- Required task 1 -
In the article on duplicate content, what two beliefs about duplicate pages does the author say are untrue?
- Required task 2 -
Continue the article on duplicate content, starting after its final sentence.
----- Selected passage
4/25/2017

Seeing Double: What You Need to Know about Duplicate Content

Ron Sansone

Mary Kate & Ashley Olsen Mysteries — Image: TV Guide

From an Organic Search perspective, checking for duplicate content is part of any thorough website analysis. It’s an incredibly common issue. Having worked in SEO for over a decade, I’ve performed countless site audits, and duplicate content showed up as an issue in nearly every one of them.

But what is duplicate content? Why is it bad? And what can you do about it?

Here are the basics on duplicate content, along with a few pointers on how to take care of it.

So What Is Duplicate Content?

The Lucas Brothers — Image: Filmgarb.com

On-site duplicate content is usually the result of a technical issue occurring on the back end of your site. Through a number of different avenues, two or more versions of the exact same webpage are created, each with their own distinct URL.

Off-site duplicate content is a little more devious. This typically occurs when you write a particularly newsworthy or useful piece of content, and someone else reposts it to their site. If you haven’t planned ahead, the copycat may be viewed as the originator instead of your site.

Now, there’s nothing really wrong with duplicate content. It’s just redundant. To a website visitor, nothing will appear erroneous at all. But to search engines, well, that’s a different matter entirely.

How Bad Is It?

Creepy Twins from The Shining — Image: YouTube

When discussing duplicate content from the perspective of search engines, people tend to be overly frightened of its repercussions. Many assume there’s some type of Google penalty for duplicate pages, or that they count as spam content. Neither of these are true.

The real problem that search engines have with duplicate content is that it creates confusion. Google is trying to index the web and serve up the most relevant content for a given query. It’s a little hard to do that when two pages are exactly the same except for their URLs.

Without any outside indication, Google won’t know which of two (or more) dupes to include in its index, to attribute accrued link signals to, or to rank for specific search results. For site owners, this can mean lost opportunities for keyword rankings and Organic traffic. It also means that your link building efforts may be diluted by multiple URL versions rather than just one target. The end result of all this is reduced visibility for your content.

Don’t worry. It happens to the best of sites.

Dupes Happen

The Fattest Twins from the Guinness Book of World Records — Image: Pinterest

Content duplication can occur for many reasons. Here are a few of the causes I come across most frequently:

1. WWW vs. Non-WWW URLs

This is a common form of site-wide duplication, which occurs when a webmaster fails to plan for presentation of its “www.” URL structure. It means there is one instance of the site at https://www.example.com and a complete duplicate of it at https://example.com.

2. HTTP vs. HTTPS

When switching to a secure version of your site, sometimes the HTTP version winds up still active by mistake.
----------
----- Information provided
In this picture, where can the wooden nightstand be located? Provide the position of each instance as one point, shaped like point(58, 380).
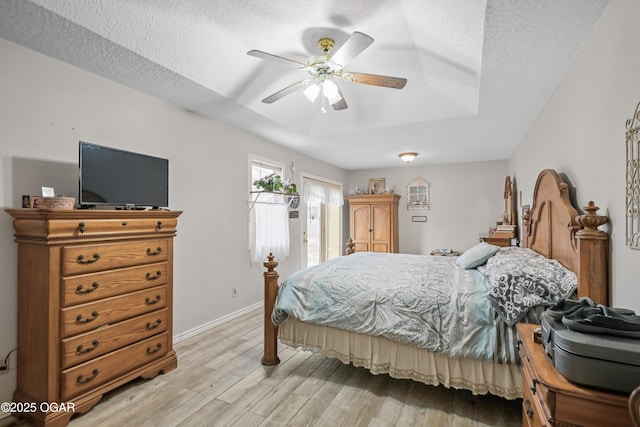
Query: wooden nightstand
point(548, 398)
----------
- Task output 1 -
That Google penalizes duplicate pages and that they count as spam content.

- Task output 2 -
3. Trailing Slash vs. Non-trailing Slash

Another site-wide duplicator, this occurs when a website has a 200-code page for both of these permutations: https://www.example.com/directory and https://www.example.com/directory/

4. Trailing Slash vs. File Extension

This can occur either site-wide or page-specifically. Here’s what this type of duplication looks like: https://www.example.com/page/ and https://www.example.com/page.html. Any type of file extension – .php., .aspx, etc. – can cause this.

5. Duplicate URLs with Parameters

This type of duplicate content is page-specific and comes in a few different flavors. Here’s the most common:

Paid campaign duplicates, which can also be complicated by multiple parameter orders creating even more dupes. Example: https://www.example.com/directory/?utm_source=google&utm_medium=cpc&utm_campaign=Test&utm_content=TestContent
Pagination duplicates, typically for blog content. Example: https://www.example.com/blog/?page=2
Printer-friendly parameters, creating a version of a page that’s cleaner for printing. Example: https://www.example.com/page?q=print

6. Printer-friendly Directories

This is a directory version of printer-friendly parameter duplication, e.g., https://www.example.com/print/page, that calls up a printer-friendly CSS template.

7. Domain vs. .com/index.html

A website’s domain pulls its content from an index file of some sort. This type of duplicate content occurs when that index file also appears in the wild.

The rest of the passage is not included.